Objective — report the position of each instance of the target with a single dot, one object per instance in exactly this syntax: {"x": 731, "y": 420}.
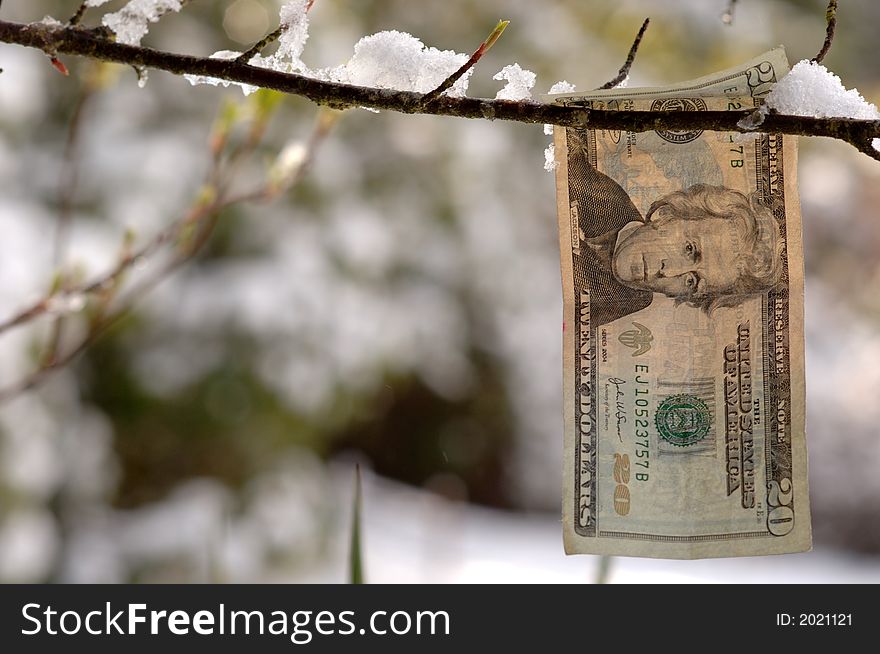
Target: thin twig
{"x": 259, "y": 45}
{"x": 727, "y": 16}
{"x": 78, "y": 16}
{"x": 831, "y": 20}
{"x": 191, "y": 233}
{"x": 470, "y": 63}
{"x": 630, "y": 58}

^^^^^^^^

▶ [What the exercise asks]:
Write out the records exactly. Do not carry the pictures over.

▶ [Answer to the problem]:
Objective — report the position of each instance of the target with a single dot, one object per instance in exactly this syntax: {"x": 731, "y": 420}.
Target: thin twig
{"x": 259, "y": 45}
{"x": 727, "y": 16}
{"x": 78, "y": 16}
{"x": 831, "y": 20}
{"x": 191, "y": 233}
{"x": 470, "y": 63}
{"x": 630, "y": 58}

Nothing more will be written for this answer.